Reproduce verbatim the line containing "Target: food plate with eggs" and every line that follows it through the end of the entries below, omitting all pictures.

*** Opening THE RECORDS ***

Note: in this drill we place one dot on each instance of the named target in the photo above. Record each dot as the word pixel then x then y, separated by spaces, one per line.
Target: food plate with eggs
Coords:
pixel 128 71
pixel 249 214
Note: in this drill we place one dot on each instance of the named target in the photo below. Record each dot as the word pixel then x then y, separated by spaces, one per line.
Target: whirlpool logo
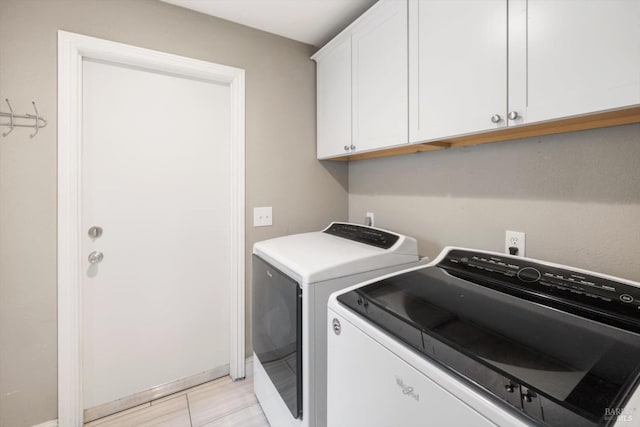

*** Closing THE RECORDS ***

— SOLUTION FOR THIS TASK —
Target: food plate with eggs
Coords:
pixel 128 71
pixel 249 214
Note: in this drill we place one dot on each instance of the named target in the photo below. Record each dot as the word pixel then x then y, separated by spaces, one per line.
Target: whirlpool logo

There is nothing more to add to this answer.